◆ **Exercise prompt**
The entries are to be repeated exactly, with all pictures omitted.

^^^^^^^^

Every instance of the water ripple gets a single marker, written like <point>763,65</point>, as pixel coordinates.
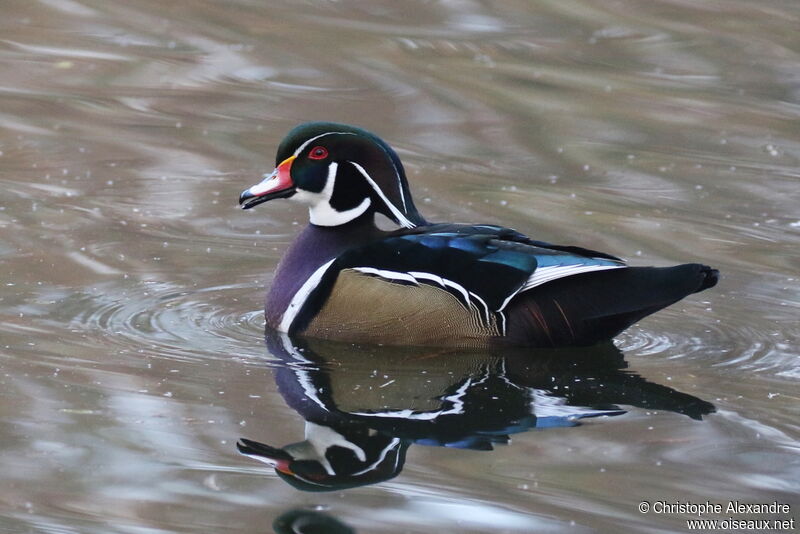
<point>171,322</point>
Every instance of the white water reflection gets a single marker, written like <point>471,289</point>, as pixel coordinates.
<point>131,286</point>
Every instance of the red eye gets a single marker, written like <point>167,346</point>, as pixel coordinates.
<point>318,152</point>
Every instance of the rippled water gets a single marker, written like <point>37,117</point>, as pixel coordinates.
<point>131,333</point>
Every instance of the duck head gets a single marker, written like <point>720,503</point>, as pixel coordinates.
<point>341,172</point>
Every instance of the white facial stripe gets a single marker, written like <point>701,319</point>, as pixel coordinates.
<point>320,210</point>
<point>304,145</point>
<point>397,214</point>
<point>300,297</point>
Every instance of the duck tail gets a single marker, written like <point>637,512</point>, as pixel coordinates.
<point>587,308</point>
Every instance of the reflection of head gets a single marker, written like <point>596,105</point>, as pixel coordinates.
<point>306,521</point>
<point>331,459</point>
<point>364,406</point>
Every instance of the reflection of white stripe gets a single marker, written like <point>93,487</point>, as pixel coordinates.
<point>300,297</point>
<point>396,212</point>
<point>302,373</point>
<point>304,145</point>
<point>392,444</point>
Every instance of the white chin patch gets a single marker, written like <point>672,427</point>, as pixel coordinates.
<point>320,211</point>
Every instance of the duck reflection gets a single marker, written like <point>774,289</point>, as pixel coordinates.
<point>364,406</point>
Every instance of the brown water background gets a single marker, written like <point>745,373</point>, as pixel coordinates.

^^^^^^^^

◆ **Output of the task**
Every instance of the water ripple gets a single marker, written like <point>763,65</point>, as pixel coordinates.
<point>171,322</point>
Every instance of the white water reflection gets a single marker, written like <point>471,289</point>, as pixel coordinates.
<point>131,286</point>
Every instance of the red eye gets a single marker, written like <point>167,346</point>, as pixel coordinates.
<point>318,152</point>
Every instance of the rippled water gets a single marker, written like <point>37,117</point>, as pixel coordinates.
<point>131,333</point>
Every instance of the duck head gets a single marker, written like <point>720,503</point>, as pixel coordinates.
<point>341,172</point>
Every instance of the white facial stripe gets a single marker, written like <point>701,319</point>, as pixel coordinates.
<point>320,210</point>
<point>304,145</point>
<point>397,214</point>
<point>300,297</point>
Every instance of the duck tail gets a single marker, written like <point>637,512</point>, as pixel coordinates.
<point>587,308</point>
Every instance of the reflection of head gets a single marker, written like <point>596,105</point>, as pixel coordinates.
<point>306,521</point>
<point>331,459</point>
<point>364,406</point>
Every instance of the reflection of white stripe gets a single marker, written like <point>93,487</point>, as pixel coordinates.
<point>300,297</point>
<point>396,212</point>
<point>302,373</point>
<point>304,145</point>
<point>392,444</point>
Every instance of the white chin patch gets a single marker, written like <point>672,427</point>, as pixel coordinates.
<point>320,211</point>
Every instance of the duck reflection gets a single marker, written like <point>774,289</point>, as pixel coordinates.
<point>364,406</point>
Every instance of the brown water background gets a single marker, written like <point>745,373</point>, as pixel coordinates.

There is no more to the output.